- **Exercise tasks**:
A - In the post on vulnerability and trust, what is the "feeling" you get around certain people called?
B - Translate this sentence from the post on vulnerability and trust into Spanish: "God is a healer and will continue His healing work in your life to make those emotional bruises disappear."
C - Carry on the post about vulnerability and trust from the point where it stops.

- **Document segment**:
------------------------------------

Thursday 6 November 2014

vulnerability= hurt

Isn’t that what we see in our minds when we think of vulnerability? Trust me you’re talking to an expert that knows too much about that combination. I do mean experiential not just expert knowledge. I cannot tell you how fearful I have been to let down my guard many times. I’m sure I’ve missed out on potentially great friendships or business relationships, simply because I wouldn’t let anyone in. Something had to change within me. Can you relate?

How often do we desire the need to find just that ONE somebody who we can confide or trust in? We desire it often and truth is we need it often. However, when trusting the “wrong” person to share our deepest pains or secrets goes awry, we are left with the emotional bruising that no one can see unless we roll up our emotional sleeves to see the dark marks the experience has left on us. Here are 4 principles we can do to assure that we trust the right people to handle the very treasures of our being:

1. Pray- Ask God to show you who you can and cannot trust. You know that “feeling” you get when you get around certain people? That’s called discernment. The Holy Spirit gives us the ability to discern what or who is true or not. He will lead us into ALL truth. Discern if that person is truly a person of character. Do they talk to you about other people ALL the time? Hmm. Chances are when you’re not around; your name will roll right off their tongue as well. (Read John 16:13)

2. Ask God to Heal Your Heart- In order for us to experience trust again, we need to make sure we have healed from our past experience. You can’t allow anything “new” in your life if your “old” hurts still exist. God is a healer and will continue His healing work in your life to make those emotional bruises disappear. Continue to cast your cares and pains onto Him. (Read Luke 5:37 & 1 Peter 5:7)

------------------------------------

- **Information provided**:
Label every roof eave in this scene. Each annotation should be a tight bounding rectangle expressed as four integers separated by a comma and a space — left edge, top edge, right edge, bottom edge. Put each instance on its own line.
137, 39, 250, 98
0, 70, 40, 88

------------------------------------

- **Answers provided**:
A - Discernment.

B - Dios es un sanador y continuará Su obra de sanación en tu vida para hacer desaparecer esos moretones emocionales.

C -
3. Find a TRUSTING Person You Can Talk To- As a counselor and life coach I’m obligated to the confidentiality of my clients. Divulging any of their personal information could mean a dissolution to my career and my name. Again, pray and ask God to reveal to you who you can trust, even if it’s not a professional relationship. Trust me; God knows WHO we need and WHAT we need to hear from a SPECIFIC person. Why? It’s because your situation is special and unique, so “not just anybody will do.” Someone specific will be sent your way. Just ask! (Read Luke 11:9)

4. See Vulnerability as Something Beautiful- I know how difficult this can be, especially for women. We openly express our emotions and we need someone to understand and be patient with how we were created. We can equate vulnerability to “weakness” when in actuality it’s your strength. It is what makes you feminine, beautiful, and graceful. However, vulnerability is not just designated for women. Men need it just as much. Strong men need to find that person they can also be vulnerable with as well. It is replenishing and strengthens him every day to tackle the wars of his daily life. In conclusion, we can perceive vulnerability as something beautiful when we can learn how to trust God. (Read Psalm 62:8)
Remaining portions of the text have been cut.